→ **TASK DETAILS**: Convert the listing below into a JSON array of strings, one string per line, skipping blank lines and covering the full listing. Leave the pictures out.

## Begin LISTING

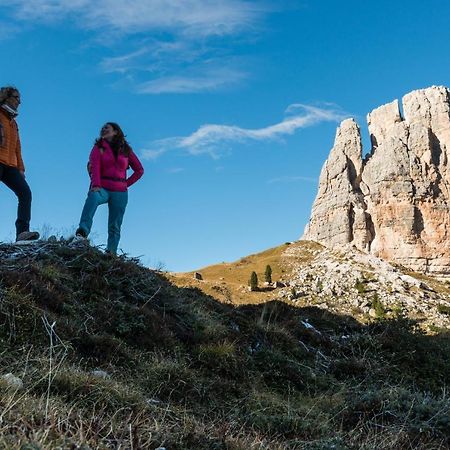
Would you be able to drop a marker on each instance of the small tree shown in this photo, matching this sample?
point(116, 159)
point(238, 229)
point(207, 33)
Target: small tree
point(268, 274)
point(253, 281)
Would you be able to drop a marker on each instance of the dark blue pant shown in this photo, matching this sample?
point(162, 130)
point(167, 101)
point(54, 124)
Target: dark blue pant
point(117, 203)
point(16, 182)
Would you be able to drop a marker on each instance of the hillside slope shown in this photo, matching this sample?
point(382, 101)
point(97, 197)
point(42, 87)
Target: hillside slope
point(113, 355)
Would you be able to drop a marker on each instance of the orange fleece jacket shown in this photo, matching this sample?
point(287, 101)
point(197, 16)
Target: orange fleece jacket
point(10, 150)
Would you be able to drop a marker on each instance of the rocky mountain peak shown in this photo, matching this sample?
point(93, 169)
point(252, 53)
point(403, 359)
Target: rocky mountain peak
point(394, 203)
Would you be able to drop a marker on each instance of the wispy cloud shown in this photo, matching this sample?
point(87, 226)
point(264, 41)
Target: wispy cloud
point(175, 170)
point(167, 42)
point(291, 179)
point(202, 17)
point(213, 139)
point(211, 80)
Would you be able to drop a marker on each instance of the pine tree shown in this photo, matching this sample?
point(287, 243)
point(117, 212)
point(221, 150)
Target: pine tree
point(268, 274)
point(253, 281)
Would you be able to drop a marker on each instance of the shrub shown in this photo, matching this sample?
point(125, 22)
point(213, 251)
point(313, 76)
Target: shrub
point(268, 274)
point(444, 309)
point(359, 286)
point(253, 282)
point(378, 307)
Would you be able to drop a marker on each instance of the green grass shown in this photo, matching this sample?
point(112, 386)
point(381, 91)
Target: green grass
point(188, 372)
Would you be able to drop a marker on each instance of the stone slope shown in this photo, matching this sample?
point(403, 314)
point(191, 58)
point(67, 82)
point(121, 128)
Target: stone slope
point(349, 281)
point(394, 203)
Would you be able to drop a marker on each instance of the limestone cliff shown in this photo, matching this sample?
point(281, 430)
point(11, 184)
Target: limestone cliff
point(394, 203)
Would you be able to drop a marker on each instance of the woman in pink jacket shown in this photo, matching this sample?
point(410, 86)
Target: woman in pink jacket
point(108, 163)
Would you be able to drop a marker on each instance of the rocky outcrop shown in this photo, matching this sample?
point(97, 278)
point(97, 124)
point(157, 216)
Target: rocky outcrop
point(394, 203)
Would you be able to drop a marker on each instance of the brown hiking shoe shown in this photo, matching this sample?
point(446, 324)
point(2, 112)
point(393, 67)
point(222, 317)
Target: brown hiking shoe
point(27, 236)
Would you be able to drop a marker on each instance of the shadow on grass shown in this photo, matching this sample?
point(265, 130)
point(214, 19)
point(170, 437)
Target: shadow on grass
point(294, 375)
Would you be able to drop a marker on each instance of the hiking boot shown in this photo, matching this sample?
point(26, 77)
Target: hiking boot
point(81, 233)
point(27, 236)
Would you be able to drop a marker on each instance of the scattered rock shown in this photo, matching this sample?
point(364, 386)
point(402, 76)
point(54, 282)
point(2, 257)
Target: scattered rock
point(12, 381)
point(100, 374)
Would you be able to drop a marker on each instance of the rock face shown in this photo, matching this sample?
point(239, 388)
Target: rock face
point(394, 203)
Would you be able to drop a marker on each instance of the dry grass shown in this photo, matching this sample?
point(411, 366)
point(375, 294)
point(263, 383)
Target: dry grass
point(228, 282)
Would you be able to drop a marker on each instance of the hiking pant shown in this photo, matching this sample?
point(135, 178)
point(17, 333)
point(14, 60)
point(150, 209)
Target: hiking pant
point(12, 177)
point(117, 203)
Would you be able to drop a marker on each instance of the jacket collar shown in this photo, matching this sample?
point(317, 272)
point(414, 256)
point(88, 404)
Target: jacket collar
point(11, 112)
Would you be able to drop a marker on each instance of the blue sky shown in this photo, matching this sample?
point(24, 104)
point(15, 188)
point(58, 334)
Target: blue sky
point(232, 107)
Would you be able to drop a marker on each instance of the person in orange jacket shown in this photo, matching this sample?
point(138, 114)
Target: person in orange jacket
point(12, 169)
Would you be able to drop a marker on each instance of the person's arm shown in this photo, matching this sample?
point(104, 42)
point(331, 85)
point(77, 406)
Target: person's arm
point(137, 168)
point(20, 164)
point(2, 135)
point(95, 164)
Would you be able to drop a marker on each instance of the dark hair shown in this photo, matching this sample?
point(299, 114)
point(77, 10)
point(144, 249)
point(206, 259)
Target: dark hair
point(6, 92)
point(118, 144)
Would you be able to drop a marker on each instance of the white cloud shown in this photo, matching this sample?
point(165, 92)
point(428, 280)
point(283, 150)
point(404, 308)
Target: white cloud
point(202, 17)
point(209, 81)
point(212, 139)
point(171, 45)
point(175, 170)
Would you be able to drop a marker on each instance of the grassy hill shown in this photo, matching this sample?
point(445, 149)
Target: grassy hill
point(228, 282)
point(115, 356)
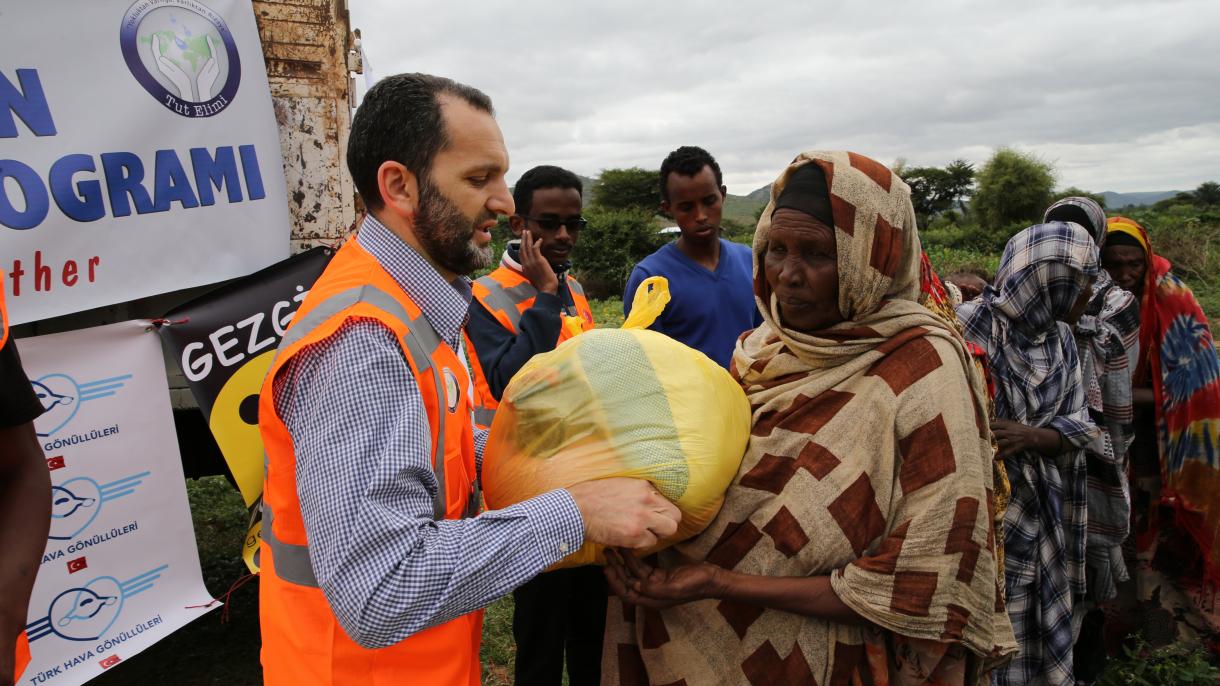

## End LISTING

→ **CORRECT RESPONSE**:
[
  "Would you be able to drop a marker on each instance of the small tree shown in this photo, matching this sample?",
  "point(116, 159)",
  "point(238, 229)",
  "point(207, 33)",
  "Target: small tree",
  "point(268, 274)",
  "point(253, 281)",
  "Would you be able to drop a marker on each instance of the dark blue pant shown in this photo, matching this sample?",
  "point(162, 130)",
  "point(167, 101)",
  "point(54, 124)",
  "Target: dark blue pant",
  "point(117, 203)",
  "point(16, 182)",
  "Would you be able to drop a marker on each instance of the hillside slope shown in this photo, matching this sample?",
  "point(382, 101)",
  "point(97, 197)",
  "point(42, 87)",
  "Target: hillside slope",
  "point(113, 355)",
  "Would you be able to drop a marker on each instance of the orange fleece jacket shown in this photo, matching this sample?",
  "point(287, 101)",
  "point(197, 16)",
  "Target: orange fleece jacket",
  "point(10, 150)",
  "Would you be able to drop a marker on each instance of the rocky mountain peak shown in this photo, matching this sample?",
  "point(93, 169)",
  "point(252, 53)",
  "point(403, 359)",
  "Target: rocky mountain peak",
  "point(394, 203)",
  "Would you be able to drop a marker on each instance of the wispy cloud shown in this photo, matching this sample?",
  "point(87, 226)",
  "point(264, 41)",
  "Target: wispy cloud",
  "point(175, 170)",
  "point(167, 42)",
  "point(291, 179)",
  "point(202, 17)",
  "point(213, 139)",
  "point(211, 80)",
  "Would you be able to drop a marker on each instance of the pine tree shown in this photo, matching this sample?",
  "point(287, 243)",
  "point(117, 212)",
  "point(221, 150)",
  "Target: pine tree",
  "point(268, 274)",
  "point(253, 281)",
  "Would you be able to drop a marker on each instance of the shrub shown in this photo, matching this sample?",
  "point(125, 22)",
  "point(213, 251)",
  "point(313, 76)",
  "Target: shrub",
  "point(268, 274)",
  "point(444, 309)",
  "point(359, 286)",
  "point(253, 282)",
  "point(378, 307)",
  "Would you be able to drop a marker on each instance of the green grass shown in this photo, matching this sample?",
  "point(112, 386)",
  "point(381, 91)",
  "Target: green grass",
  "point(188, 372)",
  "Would you be able to drop a marker on each instance of the stone slope shown in this photo, matching this sample?",
  "point(403, 314)",
  "point(191, 58)",
  "point(67, 82)",
  "point(121, 128)",
  "Target: stone slope",
  "point(349, 281)",
  "point(394, 203)",
  "Would you be able to drop a marker on each instance of the limestone cliff shown in this photo, matching this sample?",
  "point(281, 430)",
  "point(11, 184)",
  "Target: limestone cliff",
  "point(394, 203)",
  "Would you be able to drop a marker on each instance of the woman in pink jacket shown in this photo, matching this sample?",
  "point(410, 86)",
  "Target: woman in pink jacket",
  "point(108, 163)",
  "Would you be able to drop a marker on each instance of the rocky outcrop shown in this photo, matching this sample?",
  "point(97, 278)",
  "point(97, 124)",
  "point(157, 216)",
  "Target: rocky outcrop",
  "point(394, 203)",
  "Would you be able to drop a marker on each instance of the brown hiking shoe shown in this photo, matching this sample?",
  "point(446, 324)",
  "point(2, 112)",
  "point(393, 67)",
  "point(222, 317)",
  "Target: brown hiking shoe",
  "point(27, 236)",
  "Would you be able to drop a marker on each instance of the shadow on grass shown in this photo, matching this sample?",
  "point(265, 130)",
  "point(214, 19)",
  "point(170, 437)",
  "Target: shadow on grass",
  "point(294, 375)",
  "Would you be able to drop a marker on each instance of the hiking boot shown in this photo, matching this sample?",
  "point(26, 77)",
  "Target: hiking boot",
  "point(81, 233)",
  "point(27, 236)",
  "Would you be able to drop a marker on each instance of the scattered rock shown in this photo, matching this sample?",
  "point(364, 386)",
  "point(402, 76)",
  "point(54, 282)",
  "point(2, 257)",
  "Target: scattered rock",
  "point(12, 381)",
  "point(100, 374)",
  "Would you be able to drop a marker on each instance of the rock face shown in this photo, matching this sample?",
  "point(239, 388)",
  "Target: rock face",
  "point(394, 203)",
  "Would you be able to drop a marker on each instance of the dry grass shown in this photo, matching this sample?",
  "point(411, 366)",
  "point(375, 294)",
  "point(263, 383)",
  "Target: dry grass",
  "point(228, 282)",
  "Would you be able to drop a marker on each instance of the hiking pant shown in this photo, matching this sample?",
  "point(135, 178)",
  "point(17, 333)",
  "point(14, 60)",
  "point(150, 209)",
  "Target: hiking pant",
  "point(12, 177)",
  "point(117, 203)",
  "Would you be able to drop a marker on each instance of the jacket collar shown in this photo, matching this sample?",
  "point(317, 272)",
  "point(414, 256)",
  "point(88, 404)",
  "Target: jacket collar",
  "point(11, 112)",
  "Would you be able to drop a marker on each instance of the blue sky shown in this photo, matching this sample?",
  "point(24, 104)",
  "point(15, 188)",
  "point(58, 334)",
  "Target: blue sky",
  "point(232, 107)",
  "Would you be able to drop a marker on each instance of the person in orange jacket shown in this photo, matching this sample?",
  "point(138, 114)",
  "Target: person in orange jacket",
  "point(12, 169)",
  "Would you be able to drop a marker on each instance of the person's arm shown in this photo, matching this sample?",
  "point(104, 42)",
  "point(331, 85)",
  "point(77, 406)",
  "Target: person's arm",
  "point(137, 168)",
  "point(20, 164)",
  "point(2, 135)",
  "point(95, 164)",
  "Would you be able to drop a marker on each instance of the dark hair shown in this photo, matching this sample?",
  "point(299, 114)",
  "point(77, 10)",
  "point(144, 249)",
  "point(206, 259)",
  "Target: dark hair",
  "point(6, 92)",
  "point(118, 144)",
  "Would you be able to drop a marker on each instance of the white cloud shown in this photo, matching this sample?",
  "point(165, 92)",
  "point(428, 280)",
  "point(283, 150)",
  "point(404, 308)",
  "Target: white cloud",
  "point(202, 17)",
  "point(209, 81)",
  "point(212, 139)",
  "point(171, 45)",
  "point(175, 170)",
  "Would you be able to drop a marker on each instance of the grassy hill shown in this photo, matching this sample?",
  "point(445, 149)",
  "Target: grassy hill",
  "point(228, 282)",
  "point(115, 356)"
]